> **Record set**:
◆ ◆ ◆ ◆
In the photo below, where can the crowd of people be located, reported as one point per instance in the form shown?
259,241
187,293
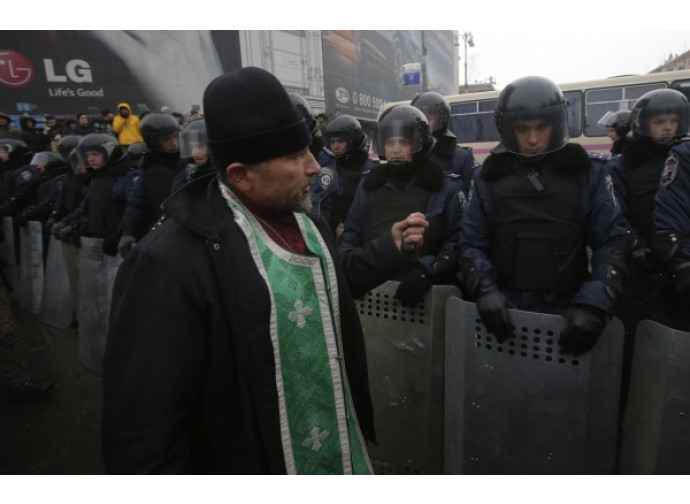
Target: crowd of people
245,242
◆ ◆ ◆ ◆
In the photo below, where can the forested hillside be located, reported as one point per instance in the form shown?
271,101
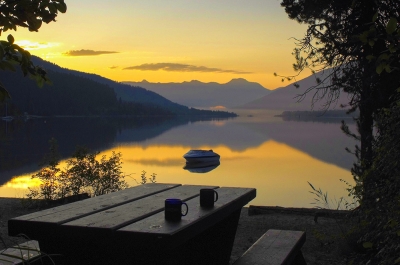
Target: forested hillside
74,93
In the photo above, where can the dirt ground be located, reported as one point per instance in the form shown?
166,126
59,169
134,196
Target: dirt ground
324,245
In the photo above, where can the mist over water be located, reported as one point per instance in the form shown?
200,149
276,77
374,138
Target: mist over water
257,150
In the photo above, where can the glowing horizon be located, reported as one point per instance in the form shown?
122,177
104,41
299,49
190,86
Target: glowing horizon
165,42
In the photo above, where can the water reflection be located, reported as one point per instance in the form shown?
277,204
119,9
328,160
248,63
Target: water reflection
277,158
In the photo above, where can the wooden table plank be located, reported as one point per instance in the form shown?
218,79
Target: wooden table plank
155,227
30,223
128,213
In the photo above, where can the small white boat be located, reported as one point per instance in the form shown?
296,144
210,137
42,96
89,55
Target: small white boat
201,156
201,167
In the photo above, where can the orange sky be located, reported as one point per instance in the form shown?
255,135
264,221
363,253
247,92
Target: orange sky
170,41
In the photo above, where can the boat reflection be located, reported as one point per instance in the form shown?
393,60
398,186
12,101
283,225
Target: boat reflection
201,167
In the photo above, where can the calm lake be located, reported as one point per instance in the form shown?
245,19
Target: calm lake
◆ ◆ ◆ ◆
> **Exercise description**: Find the lines in the records above that hold the word "calm", and give only how many there are.

> **Response to this exercise**: 2